Theodore Lewis

Professor Theodore Lewis

IN 1964, we were two years old as a country. I was a 17-year-old boy, in Form Five at Southern Polytechnic, downstairs of a house on Roy Joseph Street, San Fernando, scratching my way, Winston Dookeran, young version, being one of my teachers.

That humble schooling worked for me because when my daughter turned 17, she was done with A-Levels and I was on an American campus with her, shepherding, as she took her first bold steps of university.

But my point here is 1964 was Olympics year, Tokyo, and we had sent a team, the first time we had done that by ourselves with our own flag. Just two years as an independent country. Prior to that, we used to have people on the West Indies Olympics team. All our athletic and cycling tracks were grass.

The Olympics 1964 came in the wake of a surge of nationalistic fervour across the Caribbean and Africa. Many new independent countries that had teams there were trying out their wings for the first time, like us, and Jamaica. You had Ghana, Uganda, Nigeria there. You see the final of the mile in Tokyo, with only white men. That would change by the 1968 Olympics.

It is athletics who help you to understand what colonialism suffocates. Our little country had two men in the finals of the 400 metres in Tokyo. If you are a track aficionado, you will know that the 400 is the most difficult race there is. It is positioned between sprinting and distance running. It is a special race. And in 1964, two out of the eight finalists in that race were from this country, with the whole world as competition. Wendell Mottley and Edwin Skinner. That is all we need to know about the potential and power of this country. Mottley got silver.

Edwin Roberts got the bronze medal in the 200 in Tokyo.

Reginald Dumas, the elder, said he wept when Mottley did not win. I know what he means.

We got the bronze medal in the 4 x 400 metres men in Tokyo, with the United States and Great Britain the countries above us. That is the calibre of country it took to beat us, with our grass tracks down here. Edwin Skinner, Edwin Roberts, Kent Bernard and Wendell Mottley. And the company in that race? Jamaica fourth, then Germany, Poland, Soviet Union, and France. This is 1964, and we did not have highways yet. Pit latrine all over the place. No national stadium. No velodrome.

But what happened? Where I band? Whatever happened to southern games, northern games, Hampton games, BP games and inter-school sports?

Tokyo 2021, and we can’t even field a proper side. Keshorn, Michelle-Lee Ahye, Jereem Richards are our best hopes.

Michelle is our greatest female athlete ever. A real talent. Finalist in maybe four Olympics. Big her up.

Machel Cedenio remains world class, but he has never run under 44 seconds in the quarter, and that is what it would take to medal. He is good enough to be in the finals, and very, very dangerous if he is close at the end.

Keshorn is world-class, but the world record for javelin is 96.29. His best throw this year is 82.84. That is 14 metres, Keshorn. The length of three cars. The javelin technique has passed him by. Jan Zelezny and Johannes Vetter are flat on their stomachs when the javelin is launched. This is the new technique. Keshorn is still on his feet. That is like if you go to the high jump at the Olympics these days using scissors technique still, or western roll, while others are using the Fosbury flop—jumping head first. Keshorn will do us proud: he does his best in Olympics heat. He is our boy. An incomparable talent in a surprising sport. Let us cheer him on.

Now I ask the question again—where I band?
-=-=-
**Required action:**
Please state which two countries finished above the team in the men's 4 x 400 metres in Tokyo, according to the column.

(Dataset excerpts)
-=-=-
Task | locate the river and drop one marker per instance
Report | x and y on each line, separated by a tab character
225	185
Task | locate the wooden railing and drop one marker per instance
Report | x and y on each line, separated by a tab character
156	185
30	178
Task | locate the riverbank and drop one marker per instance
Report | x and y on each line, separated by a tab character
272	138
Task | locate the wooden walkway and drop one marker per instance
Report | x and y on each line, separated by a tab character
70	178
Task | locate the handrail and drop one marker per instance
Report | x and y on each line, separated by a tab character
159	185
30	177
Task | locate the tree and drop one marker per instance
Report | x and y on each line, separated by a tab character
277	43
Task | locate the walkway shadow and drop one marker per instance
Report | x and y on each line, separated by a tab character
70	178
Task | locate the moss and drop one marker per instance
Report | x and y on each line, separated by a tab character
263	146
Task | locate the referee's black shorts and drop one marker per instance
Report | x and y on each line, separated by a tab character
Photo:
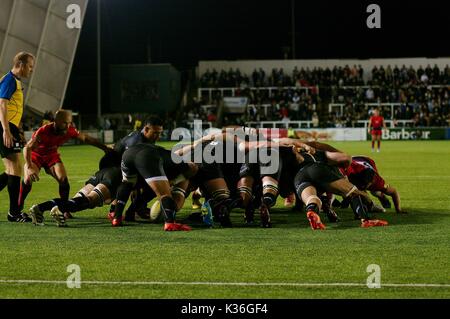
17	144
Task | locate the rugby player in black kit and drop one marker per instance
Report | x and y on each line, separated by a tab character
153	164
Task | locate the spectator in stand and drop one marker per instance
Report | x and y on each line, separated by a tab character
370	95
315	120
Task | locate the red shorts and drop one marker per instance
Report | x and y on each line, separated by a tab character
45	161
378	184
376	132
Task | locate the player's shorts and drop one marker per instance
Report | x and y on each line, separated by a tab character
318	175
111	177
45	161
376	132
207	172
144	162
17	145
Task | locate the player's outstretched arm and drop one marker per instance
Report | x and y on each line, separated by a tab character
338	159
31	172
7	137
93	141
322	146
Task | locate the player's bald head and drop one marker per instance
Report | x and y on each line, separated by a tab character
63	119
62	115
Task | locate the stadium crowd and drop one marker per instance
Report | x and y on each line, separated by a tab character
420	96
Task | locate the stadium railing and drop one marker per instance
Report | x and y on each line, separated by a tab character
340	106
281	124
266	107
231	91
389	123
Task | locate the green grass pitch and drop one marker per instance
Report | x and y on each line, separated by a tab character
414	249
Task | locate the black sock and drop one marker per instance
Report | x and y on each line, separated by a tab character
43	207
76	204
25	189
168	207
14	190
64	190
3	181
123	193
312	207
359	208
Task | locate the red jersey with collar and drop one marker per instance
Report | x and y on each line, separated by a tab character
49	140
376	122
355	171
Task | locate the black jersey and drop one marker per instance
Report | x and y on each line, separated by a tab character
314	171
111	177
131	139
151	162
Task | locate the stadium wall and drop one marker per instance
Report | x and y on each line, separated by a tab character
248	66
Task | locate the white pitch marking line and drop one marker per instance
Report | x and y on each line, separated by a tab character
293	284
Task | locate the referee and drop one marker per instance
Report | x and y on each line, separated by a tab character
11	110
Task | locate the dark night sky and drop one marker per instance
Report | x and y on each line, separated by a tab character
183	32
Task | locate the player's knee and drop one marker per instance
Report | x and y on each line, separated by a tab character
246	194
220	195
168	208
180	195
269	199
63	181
-=-=-
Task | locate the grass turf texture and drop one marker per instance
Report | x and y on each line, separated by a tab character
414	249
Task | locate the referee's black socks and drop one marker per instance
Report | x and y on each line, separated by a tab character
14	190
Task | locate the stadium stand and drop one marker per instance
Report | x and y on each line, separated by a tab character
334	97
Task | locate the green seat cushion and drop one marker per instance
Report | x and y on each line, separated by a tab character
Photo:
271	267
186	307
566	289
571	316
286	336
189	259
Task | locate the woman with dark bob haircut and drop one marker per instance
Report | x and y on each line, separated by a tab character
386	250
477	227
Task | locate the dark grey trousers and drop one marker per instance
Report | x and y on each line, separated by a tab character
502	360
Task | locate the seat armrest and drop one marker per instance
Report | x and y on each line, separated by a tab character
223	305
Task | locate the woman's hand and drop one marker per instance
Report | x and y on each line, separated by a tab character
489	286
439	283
-=-=-
**Result of this task:**
The United States and Great Britain.